▶ Brief 1:
Answer these questions from the text on other-focused leadership:
(a) How many articles did the writer contribute to Forbes?
(b) What are the three goods that make people happiest?
(c) About what share of leaders get fired, forced out, or quit within 18 months?
▶ Brief 2: Reproduce word for word the part of the text on other-focused leadership that begins with the words "Converge, Then Evolve: Executive" and ends after the words "instead of resistance.".
▶ Brief 3: Carry the text on other-focused leadership on from its final sentence.

▶ Study text:
I contributed 974 articles to Forbes between January 20, 2011, and December 8, 2025. The single most important idea running through that body of work is that the most effective leaders are fundamentally other‑focused. People earn the right to lead by helping others become more confident, more successful, and more aligned around the few pivotal choices they face. Everything else I wrote about – happiness, executive onboarding, points of inflection, nested BRAVE leadership – built on that.
Why Other-Focused Leadership Works
At their core, other-focused leaders like Procter & Gamble’s John Pepper inspire, enable, and empower others to do their absolute best together to realize a meaningful and rewarding shared purpose. The shift from “me” to “them” plays out in daily choices. It shows up in how leaders listen before prescribing, how they give credit, how they handle mistakes, and how they shape culture. Done well, it builds trust, engagement, and loyalty, which in turn drives better, more sustainable results.
Happiness Is Good: Three Goods
“Happiness is good” sounds simple. But it’s really three goods. People are happiest when they do 1) good for others, 2) things they are good at, and 3) good for themselves. The most fulfilled leaders and teams find ways to integrate all three, instead of trading one off against another.
This matters because happiness and performance are linked. When people fundamentally believe they are contributing to others, using their strengths, and taking care of themselves and those that matter to them, they bring more energy, creativity, and resilience to work. Leaders who structure roles, goals, and cultures around those three “goods” get better results and lower burnout – and create organizations people want to join and stay in.
Converge, Then Evolve: Executive Onboarding
Nowhere is other‑focused leadership more important than across the seven stages of executive onboarding. About 40% of leaders still get fired, forced out, or quit within 18 months, often because they try to drive change before the team accepts them as a member and leader. The prime directive is simple: converge first, then evolve.
Converging is about understanding the environment, listening to people, respecting history, and becoming part of the culture as it is. Only once you have integrated – intellectually and emotionally – can you successfully pivot into evolution, co‑creating a burning imperative, clarifying direction, and driving early wins together. That “pause to accelerate” is an act of respect that unlocks commitment instead of resistance.

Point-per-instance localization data
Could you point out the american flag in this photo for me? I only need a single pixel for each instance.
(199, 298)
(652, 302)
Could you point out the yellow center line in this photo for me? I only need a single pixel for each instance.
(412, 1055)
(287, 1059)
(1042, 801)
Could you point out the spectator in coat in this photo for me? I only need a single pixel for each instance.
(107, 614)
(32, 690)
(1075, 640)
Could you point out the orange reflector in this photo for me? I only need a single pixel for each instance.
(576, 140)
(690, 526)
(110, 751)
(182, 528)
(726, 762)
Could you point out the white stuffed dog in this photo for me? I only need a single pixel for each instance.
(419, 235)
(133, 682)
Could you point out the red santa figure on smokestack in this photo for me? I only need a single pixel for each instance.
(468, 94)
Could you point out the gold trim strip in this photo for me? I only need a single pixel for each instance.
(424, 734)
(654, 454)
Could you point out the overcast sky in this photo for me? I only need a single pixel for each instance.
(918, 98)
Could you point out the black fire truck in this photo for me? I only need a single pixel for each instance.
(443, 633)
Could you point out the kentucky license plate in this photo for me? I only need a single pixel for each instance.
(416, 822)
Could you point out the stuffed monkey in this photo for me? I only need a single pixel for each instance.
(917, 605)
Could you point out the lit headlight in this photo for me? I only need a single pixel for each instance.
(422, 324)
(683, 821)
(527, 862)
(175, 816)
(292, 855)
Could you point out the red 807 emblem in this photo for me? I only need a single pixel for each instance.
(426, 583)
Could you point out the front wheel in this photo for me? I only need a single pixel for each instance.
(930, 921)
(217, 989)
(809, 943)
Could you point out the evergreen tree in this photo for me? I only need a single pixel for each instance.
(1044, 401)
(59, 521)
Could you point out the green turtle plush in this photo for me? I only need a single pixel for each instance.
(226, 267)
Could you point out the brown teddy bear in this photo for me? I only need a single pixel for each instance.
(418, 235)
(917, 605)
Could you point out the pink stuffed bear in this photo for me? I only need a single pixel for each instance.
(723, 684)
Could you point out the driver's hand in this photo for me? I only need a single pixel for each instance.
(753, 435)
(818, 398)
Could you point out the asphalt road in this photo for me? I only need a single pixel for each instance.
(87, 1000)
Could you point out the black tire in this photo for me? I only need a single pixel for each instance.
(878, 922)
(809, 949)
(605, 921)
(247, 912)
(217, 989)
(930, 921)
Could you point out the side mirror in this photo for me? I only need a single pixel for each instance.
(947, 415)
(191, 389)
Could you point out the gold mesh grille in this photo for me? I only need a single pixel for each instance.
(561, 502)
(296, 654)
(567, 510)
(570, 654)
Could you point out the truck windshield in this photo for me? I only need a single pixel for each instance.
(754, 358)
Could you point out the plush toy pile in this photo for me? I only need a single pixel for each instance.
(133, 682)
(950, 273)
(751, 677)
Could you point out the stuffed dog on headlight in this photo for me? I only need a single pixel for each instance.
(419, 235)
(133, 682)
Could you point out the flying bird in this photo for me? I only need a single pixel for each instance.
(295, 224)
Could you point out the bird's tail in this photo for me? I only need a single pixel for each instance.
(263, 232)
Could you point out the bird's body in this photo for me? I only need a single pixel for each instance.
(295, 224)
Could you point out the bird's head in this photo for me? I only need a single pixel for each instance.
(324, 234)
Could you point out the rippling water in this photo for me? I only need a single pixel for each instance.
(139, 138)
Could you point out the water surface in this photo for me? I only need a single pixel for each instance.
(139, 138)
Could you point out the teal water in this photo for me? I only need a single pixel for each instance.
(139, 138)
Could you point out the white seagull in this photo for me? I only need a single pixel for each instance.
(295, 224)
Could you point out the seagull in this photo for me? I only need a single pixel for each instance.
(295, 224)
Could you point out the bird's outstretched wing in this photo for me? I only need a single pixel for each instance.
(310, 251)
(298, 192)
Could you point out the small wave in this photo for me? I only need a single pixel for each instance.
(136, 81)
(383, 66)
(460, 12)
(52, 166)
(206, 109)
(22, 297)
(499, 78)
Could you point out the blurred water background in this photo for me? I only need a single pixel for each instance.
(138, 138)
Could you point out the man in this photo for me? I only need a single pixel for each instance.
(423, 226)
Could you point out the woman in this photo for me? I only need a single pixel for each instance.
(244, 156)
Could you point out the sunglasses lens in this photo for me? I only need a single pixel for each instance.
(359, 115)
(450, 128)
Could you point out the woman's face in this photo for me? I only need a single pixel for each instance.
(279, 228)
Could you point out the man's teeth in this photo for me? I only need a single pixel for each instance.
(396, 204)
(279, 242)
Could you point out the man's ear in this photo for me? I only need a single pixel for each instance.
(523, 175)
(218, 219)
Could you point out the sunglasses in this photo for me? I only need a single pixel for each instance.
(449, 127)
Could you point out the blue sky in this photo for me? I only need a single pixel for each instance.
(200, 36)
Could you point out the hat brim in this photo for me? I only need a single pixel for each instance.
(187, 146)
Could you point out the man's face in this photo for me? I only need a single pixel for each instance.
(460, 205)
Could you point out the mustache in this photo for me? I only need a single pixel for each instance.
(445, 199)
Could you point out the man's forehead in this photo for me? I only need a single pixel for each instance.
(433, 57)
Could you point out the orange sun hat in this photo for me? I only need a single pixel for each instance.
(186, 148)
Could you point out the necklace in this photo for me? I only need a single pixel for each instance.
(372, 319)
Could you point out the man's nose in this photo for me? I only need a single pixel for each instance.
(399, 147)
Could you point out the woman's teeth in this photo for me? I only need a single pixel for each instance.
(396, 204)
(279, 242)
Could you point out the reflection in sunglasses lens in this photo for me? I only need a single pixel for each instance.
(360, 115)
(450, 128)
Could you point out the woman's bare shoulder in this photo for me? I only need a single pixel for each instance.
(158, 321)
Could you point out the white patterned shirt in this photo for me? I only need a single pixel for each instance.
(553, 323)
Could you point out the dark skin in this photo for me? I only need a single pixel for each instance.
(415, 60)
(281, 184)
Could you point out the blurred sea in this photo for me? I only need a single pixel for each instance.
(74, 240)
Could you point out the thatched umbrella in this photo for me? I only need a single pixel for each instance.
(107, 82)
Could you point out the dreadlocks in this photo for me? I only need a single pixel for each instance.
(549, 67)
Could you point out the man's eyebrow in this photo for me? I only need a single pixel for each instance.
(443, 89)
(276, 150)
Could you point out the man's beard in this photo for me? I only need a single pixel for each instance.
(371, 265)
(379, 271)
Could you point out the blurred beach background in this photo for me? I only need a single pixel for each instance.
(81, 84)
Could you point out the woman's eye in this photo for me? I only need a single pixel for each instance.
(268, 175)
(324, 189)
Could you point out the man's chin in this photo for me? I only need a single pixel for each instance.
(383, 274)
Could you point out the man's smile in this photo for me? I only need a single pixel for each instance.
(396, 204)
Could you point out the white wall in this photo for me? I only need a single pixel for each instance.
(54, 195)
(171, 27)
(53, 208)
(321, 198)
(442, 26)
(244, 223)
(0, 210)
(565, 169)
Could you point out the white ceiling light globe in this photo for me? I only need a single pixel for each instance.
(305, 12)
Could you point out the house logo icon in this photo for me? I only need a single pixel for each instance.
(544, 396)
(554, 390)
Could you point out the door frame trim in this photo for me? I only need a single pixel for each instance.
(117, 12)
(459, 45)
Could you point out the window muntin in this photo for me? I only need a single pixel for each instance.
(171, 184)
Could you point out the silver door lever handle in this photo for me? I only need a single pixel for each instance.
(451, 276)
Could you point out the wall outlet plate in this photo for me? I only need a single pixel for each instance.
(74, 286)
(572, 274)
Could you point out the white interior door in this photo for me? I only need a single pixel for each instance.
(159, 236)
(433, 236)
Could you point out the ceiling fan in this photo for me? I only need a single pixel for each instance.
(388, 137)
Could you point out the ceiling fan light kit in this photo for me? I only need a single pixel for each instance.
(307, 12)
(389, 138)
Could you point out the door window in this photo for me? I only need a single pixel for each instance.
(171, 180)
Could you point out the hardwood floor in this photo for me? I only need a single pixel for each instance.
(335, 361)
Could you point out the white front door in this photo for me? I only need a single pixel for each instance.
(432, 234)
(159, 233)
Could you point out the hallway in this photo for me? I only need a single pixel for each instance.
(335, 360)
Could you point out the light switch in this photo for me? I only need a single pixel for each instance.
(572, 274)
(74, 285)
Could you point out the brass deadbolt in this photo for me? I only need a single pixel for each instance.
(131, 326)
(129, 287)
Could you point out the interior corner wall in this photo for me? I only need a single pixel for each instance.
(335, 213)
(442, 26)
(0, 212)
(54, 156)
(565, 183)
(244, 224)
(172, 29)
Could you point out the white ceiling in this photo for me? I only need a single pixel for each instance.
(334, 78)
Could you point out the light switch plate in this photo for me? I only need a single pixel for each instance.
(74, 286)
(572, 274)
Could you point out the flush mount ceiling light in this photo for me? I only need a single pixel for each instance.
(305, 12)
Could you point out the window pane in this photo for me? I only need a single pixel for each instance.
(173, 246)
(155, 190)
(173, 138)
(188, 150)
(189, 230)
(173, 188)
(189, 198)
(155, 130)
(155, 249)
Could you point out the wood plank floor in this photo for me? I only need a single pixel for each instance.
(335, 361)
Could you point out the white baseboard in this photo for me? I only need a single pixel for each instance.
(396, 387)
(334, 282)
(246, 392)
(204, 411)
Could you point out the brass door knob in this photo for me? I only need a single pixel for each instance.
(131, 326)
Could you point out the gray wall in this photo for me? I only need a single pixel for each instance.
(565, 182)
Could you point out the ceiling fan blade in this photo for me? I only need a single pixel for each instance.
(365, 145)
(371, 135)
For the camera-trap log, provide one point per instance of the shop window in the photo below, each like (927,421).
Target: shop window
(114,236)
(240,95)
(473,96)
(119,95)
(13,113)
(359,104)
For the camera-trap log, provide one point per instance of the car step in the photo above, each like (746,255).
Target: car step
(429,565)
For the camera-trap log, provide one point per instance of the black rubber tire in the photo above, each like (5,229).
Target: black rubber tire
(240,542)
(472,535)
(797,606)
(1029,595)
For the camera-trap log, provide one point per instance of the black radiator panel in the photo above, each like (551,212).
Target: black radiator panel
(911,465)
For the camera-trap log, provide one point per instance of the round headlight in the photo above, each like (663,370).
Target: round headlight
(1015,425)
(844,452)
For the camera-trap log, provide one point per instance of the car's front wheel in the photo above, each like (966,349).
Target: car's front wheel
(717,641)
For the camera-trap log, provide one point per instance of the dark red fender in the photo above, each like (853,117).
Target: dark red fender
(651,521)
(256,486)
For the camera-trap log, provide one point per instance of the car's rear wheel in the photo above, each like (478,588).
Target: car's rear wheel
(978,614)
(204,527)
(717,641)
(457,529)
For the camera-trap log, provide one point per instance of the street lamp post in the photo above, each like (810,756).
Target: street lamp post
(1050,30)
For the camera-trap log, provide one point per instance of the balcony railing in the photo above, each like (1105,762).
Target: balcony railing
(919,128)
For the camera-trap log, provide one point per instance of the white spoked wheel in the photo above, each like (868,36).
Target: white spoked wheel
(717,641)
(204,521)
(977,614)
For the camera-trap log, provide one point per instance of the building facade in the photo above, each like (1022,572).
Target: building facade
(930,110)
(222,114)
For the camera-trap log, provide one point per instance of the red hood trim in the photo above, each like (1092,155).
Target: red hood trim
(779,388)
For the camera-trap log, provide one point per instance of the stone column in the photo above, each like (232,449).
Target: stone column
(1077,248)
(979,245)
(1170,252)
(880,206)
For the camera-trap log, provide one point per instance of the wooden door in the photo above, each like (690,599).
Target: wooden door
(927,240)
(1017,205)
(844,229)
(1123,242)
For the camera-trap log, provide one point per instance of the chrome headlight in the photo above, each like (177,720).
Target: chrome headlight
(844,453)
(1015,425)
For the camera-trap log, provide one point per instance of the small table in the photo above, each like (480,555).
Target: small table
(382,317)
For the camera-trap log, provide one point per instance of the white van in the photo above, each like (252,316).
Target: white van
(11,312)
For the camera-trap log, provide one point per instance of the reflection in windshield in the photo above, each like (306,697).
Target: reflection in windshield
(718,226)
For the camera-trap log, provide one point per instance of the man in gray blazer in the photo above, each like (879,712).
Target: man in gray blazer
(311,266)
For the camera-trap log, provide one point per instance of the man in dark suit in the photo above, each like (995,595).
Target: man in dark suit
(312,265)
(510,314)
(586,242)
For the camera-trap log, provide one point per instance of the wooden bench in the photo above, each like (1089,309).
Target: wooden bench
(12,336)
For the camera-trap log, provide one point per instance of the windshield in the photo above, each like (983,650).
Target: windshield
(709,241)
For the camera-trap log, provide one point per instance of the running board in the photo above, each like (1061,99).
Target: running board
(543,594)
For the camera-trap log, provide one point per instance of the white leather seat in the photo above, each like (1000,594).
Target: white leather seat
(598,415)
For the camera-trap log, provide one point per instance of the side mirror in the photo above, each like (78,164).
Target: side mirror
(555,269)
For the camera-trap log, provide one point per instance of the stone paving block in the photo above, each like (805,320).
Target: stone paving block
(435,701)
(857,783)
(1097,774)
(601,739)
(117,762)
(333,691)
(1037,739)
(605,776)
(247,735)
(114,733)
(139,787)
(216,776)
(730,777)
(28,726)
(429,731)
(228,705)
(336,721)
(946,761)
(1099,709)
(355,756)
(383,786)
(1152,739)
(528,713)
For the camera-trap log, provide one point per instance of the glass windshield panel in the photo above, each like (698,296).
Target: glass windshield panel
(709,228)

▶ Answer box 1:
(a) 974 articles.
(b) Doing good for others, doing things they are good at, and doing good for themselves.
(c) About 40%.

▶ Answer box 2:
Converge, Then Evolve: Executive Onboarding
Nowhere is other‑focused leadership more important than across the seven stages of executive onboarding. About 40% of leaders still get fired, forced out, or quit within 18 months, often because they try to drive change before the team accepts them as a member and leader. The prime directive is simple: converge first, then evolve.
Converging is about understanding the environment, listening to people, respecting history, and becoming part of the culture as it is. Only once you have integrated – intellectually and emotionally – can you successfully pivot into evolution, co‑creating a burning imperative, clarifying direction, and driving early wins together. That “pause to accelerate” is an act of respect that unlocks commitment instead of resistance.

▶ Answer box 3:
Flip The Script During Points Of Inflection Like Mergers & Acquisitions
At points of inflection, everything changes and things either accelerate or stall. Flipping the script [Flip The Script At Points Of Inflection From Telling To Co-creating – PrimeGenesis] from telling people what the new order is to inviting them to co-create it dramatically increases the odds of their committing and accelerating for long‑term success instead of them getting stuck on their first question, “What does this mean for me?”
Points of inflection are triggered by changes in the world around you or in your own ambitions. At those moments, you must change your strategies, organization, and operations all together, all at the same time, in sync. It’s a daunting task, and one of the times at which other-focused leadership is most essential as most transformation efforts and M&A deals fail to deliver expected value with culture as one of the root causes.
Nested BRAVE Leadership: Turning Intent Into Action
Clarify nested leadership roles by aligning cultural, strategic, operational, and tactical leaders with their primary BRAVE driver: Values, Attitude, Relationships, and Behaviors respectively – all continually evolving in the context of the ever-changing Environment.
- Cultural leaders drive Values: Who we are and what matters and why.
- Strategic leaders drive Attitudes: How to win choices nested in the culture.
- Operational leaders drive Relationships: How to connect and communicate across functions nested in culture and strategy.
- Tactical leaders drive Behaviors nested in culture, strategy, and operations, all adding up to the most important impact.
In the end, all of this comes back to one discipline: other-focused leadership. If you do that consistently – helping people do good, converging before evolving, focusing on people and culture through points of inflection, and leading BRAVE‑ly – you will not only deliver better results, you will also build organizations where people are proud to belong and eager to do their best for others in turn.